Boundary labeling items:
* Start *
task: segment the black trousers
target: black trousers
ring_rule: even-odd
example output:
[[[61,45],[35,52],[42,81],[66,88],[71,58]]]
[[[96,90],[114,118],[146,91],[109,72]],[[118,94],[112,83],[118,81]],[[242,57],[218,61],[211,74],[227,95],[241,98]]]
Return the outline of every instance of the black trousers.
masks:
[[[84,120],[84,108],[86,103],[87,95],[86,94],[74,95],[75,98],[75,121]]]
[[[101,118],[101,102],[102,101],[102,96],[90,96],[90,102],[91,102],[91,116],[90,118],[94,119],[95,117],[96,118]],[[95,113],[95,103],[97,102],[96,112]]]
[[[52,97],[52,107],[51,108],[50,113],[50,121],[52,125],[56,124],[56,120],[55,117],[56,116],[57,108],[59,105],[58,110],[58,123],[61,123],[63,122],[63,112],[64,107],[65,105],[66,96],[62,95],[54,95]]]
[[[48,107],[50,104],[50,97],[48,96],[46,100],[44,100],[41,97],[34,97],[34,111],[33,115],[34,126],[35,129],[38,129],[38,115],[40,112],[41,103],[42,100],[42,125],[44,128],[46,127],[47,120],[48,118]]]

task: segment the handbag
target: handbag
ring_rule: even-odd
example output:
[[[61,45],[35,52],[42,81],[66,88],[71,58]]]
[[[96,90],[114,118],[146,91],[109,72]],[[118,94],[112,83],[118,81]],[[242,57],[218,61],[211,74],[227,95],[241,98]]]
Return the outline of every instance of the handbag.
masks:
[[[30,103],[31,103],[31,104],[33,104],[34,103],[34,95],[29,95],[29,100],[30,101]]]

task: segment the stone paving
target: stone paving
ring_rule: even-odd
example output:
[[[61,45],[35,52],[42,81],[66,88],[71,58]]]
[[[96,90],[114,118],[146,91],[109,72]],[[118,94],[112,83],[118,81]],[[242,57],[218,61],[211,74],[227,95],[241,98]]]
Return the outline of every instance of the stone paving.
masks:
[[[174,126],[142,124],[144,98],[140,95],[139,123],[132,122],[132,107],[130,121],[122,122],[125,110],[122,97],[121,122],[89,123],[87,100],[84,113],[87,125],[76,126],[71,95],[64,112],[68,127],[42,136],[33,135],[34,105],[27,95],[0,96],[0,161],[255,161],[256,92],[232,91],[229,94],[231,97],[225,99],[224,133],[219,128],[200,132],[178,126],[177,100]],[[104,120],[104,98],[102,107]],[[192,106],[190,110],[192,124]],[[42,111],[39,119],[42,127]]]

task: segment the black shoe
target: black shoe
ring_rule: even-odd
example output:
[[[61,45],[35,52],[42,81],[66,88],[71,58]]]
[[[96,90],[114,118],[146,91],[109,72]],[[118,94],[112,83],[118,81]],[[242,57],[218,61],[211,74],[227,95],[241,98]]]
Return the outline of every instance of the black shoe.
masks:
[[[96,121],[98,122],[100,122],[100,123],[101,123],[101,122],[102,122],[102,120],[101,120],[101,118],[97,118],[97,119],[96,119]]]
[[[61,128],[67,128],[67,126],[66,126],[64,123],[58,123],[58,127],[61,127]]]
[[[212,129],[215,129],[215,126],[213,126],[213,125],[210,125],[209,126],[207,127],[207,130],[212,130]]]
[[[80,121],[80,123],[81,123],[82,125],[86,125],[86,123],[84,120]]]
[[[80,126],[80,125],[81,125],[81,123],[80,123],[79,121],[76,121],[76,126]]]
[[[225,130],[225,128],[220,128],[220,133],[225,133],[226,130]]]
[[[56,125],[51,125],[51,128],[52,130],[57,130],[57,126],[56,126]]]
* End *
*TASK REQUIREMENTS*
List every line in the items above that contains the string "shoe".

*CORRECT RESPONSE*
task: segment the black shoe
target: black shoe
Return the outline of every instance of the black shoe.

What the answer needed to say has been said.